_What is being asked_. Output every line of the records below as a Markdown table with columns No. and Text, starting with the line containing "Find the bounding region for the steep" and going on through the end of the records. Number the rows in order and leave out blank lines.

_Recorded information_.
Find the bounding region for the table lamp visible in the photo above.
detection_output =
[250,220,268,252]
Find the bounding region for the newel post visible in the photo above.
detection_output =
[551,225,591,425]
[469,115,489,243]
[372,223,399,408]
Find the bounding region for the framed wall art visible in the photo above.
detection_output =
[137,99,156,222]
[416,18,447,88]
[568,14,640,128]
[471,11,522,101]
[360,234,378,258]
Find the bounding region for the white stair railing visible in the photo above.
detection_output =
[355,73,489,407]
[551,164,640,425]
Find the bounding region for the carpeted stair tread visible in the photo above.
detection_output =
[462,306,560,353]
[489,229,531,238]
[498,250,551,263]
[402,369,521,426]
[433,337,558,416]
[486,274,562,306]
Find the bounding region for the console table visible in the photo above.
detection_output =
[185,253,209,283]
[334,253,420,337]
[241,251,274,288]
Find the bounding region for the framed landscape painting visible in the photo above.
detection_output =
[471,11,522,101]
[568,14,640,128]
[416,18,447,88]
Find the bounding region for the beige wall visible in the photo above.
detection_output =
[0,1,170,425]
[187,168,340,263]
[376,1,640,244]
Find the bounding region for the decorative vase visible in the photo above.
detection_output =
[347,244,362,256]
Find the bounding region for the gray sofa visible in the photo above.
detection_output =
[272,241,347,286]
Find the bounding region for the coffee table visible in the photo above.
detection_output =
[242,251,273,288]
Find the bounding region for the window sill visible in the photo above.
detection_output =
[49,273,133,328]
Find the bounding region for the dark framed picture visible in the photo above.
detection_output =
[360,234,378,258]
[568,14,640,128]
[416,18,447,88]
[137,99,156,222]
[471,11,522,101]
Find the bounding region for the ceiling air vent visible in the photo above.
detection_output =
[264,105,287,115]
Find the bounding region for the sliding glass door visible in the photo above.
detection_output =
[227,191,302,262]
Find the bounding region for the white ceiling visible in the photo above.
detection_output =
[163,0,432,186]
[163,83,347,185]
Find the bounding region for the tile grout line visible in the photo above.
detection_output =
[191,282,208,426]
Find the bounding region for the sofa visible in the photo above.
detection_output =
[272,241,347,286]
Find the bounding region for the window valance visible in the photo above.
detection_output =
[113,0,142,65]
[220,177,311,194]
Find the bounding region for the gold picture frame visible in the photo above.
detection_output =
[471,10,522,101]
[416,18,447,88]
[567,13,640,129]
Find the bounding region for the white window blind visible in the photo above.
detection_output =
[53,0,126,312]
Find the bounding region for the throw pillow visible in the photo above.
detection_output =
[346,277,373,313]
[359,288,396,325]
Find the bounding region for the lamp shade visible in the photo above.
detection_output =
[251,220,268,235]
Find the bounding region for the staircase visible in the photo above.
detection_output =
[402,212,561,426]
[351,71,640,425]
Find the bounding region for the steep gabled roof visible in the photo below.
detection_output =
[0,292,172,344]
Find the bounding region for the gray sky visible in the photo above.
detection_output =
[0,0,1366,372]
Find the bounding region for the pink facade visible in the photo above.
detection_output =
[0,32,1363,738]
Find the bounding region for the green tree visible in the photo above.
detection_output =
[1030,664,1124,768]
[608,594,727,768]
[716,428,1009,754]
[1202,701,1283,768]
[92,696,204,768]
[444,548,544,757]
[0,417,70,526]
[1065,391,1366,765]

_Exercise solution_.
| No. | Text |
|---|---|
| 1 | Find the bounding region for the steep gabled roof visible in the photo below. |
| 2 | detection_output = |
| 3 | [0,292,172,344] |
| 4 | Find the bounding region for the gray sky visible in the photo above. |
| 5 | detection_output = |
| 6 | [0,0,1366,372] |
| 7 | Find the bounding region for the pink facade visible in the photo above. |
| 8 | detection_output = |
| 9 | [0,32,1363,738] |
| 10 | Find the bounding region for the green tree visible in the photo above. |
| 11 | detection_output = |
| 12 | [1030,664,1124,768] |
| 13 | [608,594,727,768] |
| 14 | [716,428,1009,754] |
| 15 | [1202,701,1283,768] |
| 16 | [92,696,204,768] |
| 17 | [444,548,544,757] |
| 18 | [0,417,70,526] |
| 19 | [1065,391,1366,765] |